### SELECTED PASSAGE

2nd Annual Surfing World Camp


Surfing World Camp Vibes

Last weekend we escaped with a tribe of passionate surfing and camping enthusiasts to the 2nd Annual Surfing World Camp. Poler’s Co-founder Benji Wagner and president Chris Noyes joined us on our road trip north to share in an epic few days of outdoor adventuring.

The Surfing World Camp is unlike any other surf trip in history. Based in the unspoilt surrounds and pumping waves around Seal Rocks on the mid-North Coast of New South Wales, The Surfing World Camp features live music, hangs with your favourite surfboard shapers and sessions experimenting with their boards, yoga and meditation workshops, surf coaching, live art and the good time vibes of likeminded people sharing surfed out stoke around a campfire.

The guys from Bear Rentals jumped at the chance to be involved so we loaded up their Poler #adventuremobile and hit the road. When we arrived at Treachery Camp we set up our rooftop ‘Le Tente’ and enjoyed the camp vibes from a slightly elevated viewpoint.

Rohan Anderson (@outlaw_omnivore) came along for the ride and inside the tipi's open fire, using the freshest seasonal produce and a Poler cast iron cookpot, he demonstrated how to cook up a seasonal ‘veg ragu’ (see below for recipe)

### DATA
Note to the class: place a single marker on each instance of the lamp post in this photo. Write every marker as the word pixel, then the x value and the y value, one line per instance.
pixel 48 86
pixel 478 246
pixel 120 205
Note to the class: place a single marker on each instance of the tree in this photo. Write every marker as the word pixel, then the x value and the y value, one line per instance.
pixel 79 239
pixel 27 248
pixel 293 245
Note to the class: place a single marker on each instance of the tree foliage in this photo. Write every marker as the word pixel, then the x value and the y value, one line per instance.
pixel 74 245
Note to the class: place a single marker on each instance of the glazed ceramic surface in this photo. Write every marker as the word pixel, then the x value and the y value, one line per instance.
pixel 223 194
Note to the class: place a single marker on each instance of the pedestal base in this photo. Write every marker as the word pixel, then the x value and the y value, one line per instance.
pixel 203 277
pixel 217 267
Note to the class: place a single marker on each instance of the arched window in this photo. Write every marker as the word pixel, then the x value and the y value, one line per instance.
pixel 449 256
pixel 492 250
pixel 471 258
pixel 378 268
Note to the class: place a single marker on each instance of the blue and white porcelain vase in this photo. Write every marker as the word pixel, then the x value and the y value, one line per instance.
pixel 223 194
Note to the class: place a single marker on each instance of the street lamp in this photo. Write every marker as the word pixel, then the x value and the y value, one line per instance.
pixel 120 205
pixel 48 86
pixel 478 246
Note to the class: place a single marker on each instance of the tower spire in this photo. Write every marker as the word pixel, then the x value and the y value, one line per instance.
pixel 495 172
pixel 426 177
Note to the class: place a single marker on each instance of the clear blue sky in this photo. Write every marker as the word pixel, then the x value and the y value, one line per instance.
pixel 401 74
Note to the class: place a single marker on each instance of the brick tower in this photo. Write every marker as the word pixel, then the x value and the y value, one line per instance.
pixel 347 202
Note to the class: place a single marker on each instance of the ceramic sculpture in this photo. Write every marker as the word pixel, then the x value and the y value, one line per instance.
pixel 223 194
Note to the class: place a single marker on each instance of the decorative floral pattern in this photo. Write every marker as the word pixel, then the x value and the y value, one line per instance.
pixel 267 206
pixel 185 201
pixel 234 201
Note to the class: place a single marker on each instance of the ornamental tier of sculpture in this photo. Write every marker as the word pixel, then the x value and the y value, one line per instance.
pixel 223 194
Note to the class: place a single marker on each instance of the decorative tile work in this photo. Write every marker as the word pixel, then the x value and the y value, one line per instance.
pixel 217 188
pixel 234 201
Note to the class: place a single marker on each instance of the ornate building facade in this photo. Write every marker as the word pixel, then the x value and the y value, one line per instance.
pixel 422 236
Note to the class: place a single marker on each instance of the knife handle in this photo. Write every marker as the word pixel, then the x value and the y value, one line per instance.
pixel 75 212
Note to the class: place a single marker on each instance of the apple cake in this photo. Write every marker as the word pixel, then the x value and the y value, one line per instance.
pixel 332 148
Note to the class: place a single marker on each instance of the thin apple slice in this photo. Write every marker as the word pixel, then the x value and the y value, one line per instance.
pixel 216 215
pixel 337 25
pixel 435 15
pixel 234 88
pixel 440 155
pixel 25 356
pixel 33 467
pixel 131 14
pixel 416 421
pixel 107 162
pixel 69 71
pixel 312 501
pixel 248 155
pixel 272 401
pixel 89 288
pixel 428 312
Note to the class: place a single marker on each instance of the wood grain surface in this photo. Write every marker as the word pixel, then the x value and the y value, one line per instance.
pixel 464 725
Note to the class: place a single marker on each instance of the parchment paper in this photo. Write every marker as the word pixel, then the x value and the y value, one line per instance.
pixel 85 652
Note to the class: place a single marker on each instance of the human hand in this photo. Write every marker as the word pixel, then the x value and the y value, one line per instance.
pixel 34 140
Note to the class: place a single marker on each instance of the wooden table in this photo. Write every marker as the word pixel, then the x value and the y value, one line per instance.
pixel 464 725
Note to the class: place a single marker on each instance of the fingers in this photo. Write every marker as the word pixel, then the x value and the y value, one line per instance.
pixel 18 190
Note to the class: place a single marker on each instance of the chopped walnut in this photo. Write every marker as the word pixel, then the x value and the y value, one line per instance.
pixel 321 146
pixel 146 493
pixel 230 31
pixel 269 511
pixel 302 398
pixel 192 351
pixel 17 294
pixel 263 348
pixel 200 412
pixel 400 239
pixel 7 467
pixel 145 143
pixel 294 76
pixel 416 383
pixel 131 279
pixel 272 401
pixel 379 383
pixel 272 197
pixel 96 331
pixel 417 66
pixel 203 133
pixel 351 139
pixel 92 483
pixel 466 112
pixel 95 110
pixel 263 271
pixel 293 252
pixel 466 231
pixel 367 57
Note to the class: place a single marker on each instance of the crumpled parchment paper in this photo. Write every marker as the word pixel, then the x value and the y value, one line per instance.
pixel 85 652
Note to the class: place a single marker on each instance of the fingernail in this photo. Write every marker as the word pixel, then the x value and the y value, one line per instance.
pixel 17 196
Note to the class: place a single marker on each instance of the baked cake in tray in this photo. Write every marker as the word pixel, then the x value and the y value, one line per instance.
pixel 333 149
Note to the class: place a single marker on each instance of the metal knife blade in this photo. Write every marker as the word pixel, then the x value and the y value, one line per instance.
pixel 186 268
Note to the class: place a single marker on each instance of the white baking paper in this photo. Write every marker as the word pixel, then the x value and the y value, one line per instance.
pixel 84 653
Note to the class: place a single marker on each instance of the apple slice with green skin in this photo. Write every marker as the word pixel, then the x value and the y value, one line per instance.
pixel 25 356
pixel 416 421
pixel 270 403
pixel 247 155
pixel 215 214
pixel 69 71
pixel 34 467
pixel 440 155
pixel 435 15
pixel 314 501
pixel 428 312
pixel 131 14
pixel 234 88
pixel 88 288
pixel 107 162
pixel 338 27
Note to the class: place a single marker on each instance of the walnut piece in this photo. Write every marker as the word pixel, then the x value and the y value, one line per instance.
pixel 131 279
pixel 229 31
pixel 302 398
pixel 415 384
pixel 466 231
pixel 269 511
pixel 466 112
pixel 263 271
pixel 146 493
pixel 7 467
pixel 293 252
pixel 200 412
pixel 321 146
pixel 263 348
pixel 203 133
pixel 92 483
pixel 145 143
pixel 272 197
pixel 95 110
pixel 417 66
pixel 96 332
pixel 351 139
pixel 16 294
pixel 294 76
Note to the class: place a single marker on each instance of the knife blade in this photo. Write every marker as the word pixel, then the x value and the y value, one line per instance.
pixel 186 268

### OBJECTIVE 1
Name every person the surf camp account above identifies by name, along with any role it gives each one.
### OBJECTIVE 2
Carry on the surf camp account above, beginning after its final sentence.

### EXERCISE RESULT 1
Benji Wagner, Poler's co-founder
Chris Noyes, Poler's president
Rohan Anderson (@outlaw_omnivore)

### EXERCISE RESULT 2
The crowd got to know Benji and Poler a little better when Benji took the stage on the to take part in a Q&A with Surfing World Editor Vaughan Blakey.

All in all, we spent 3 days surfing idyllic conditions in the ultimate spot with a crew of awesome campers and can’t wait to do it all again next year.




Easy veg camp pot (with sneaky chorizo)


2 zucchini (chopped)

2 onion (chopped)

2 egg plant (chopped)

4 cloves garlic (chopped)

1-2 sticks chorizo (chopped and optional)

handful fresh parsley (chopped)

1 litre passata

1 tbsp smoked pimenton

1/2 tbsp cumin powder

1 tsp hot chilli powder (or 1 fresh jalapeño chopped)

Glass Red wine

1 cup water

Olive oil 





Heat a generous glug of olive oil in a cast iron pot

Fry the chopped onion, eggplant and zucchini and brown for about ten minutes. Stir regularly.

Add the optional fresh chorizo and brown for a few minutes. 

Pour over the red wine and cook out for a minute or two.

Add garlic, spices then pour in the passata, and add water. Bring to the simmer

Add 2/3 of the parsley (reserve the rest for serving)

Gently simmer for 30-40 minutes with the lid on.

The sauce should have reduced significantly and the vegetables soft.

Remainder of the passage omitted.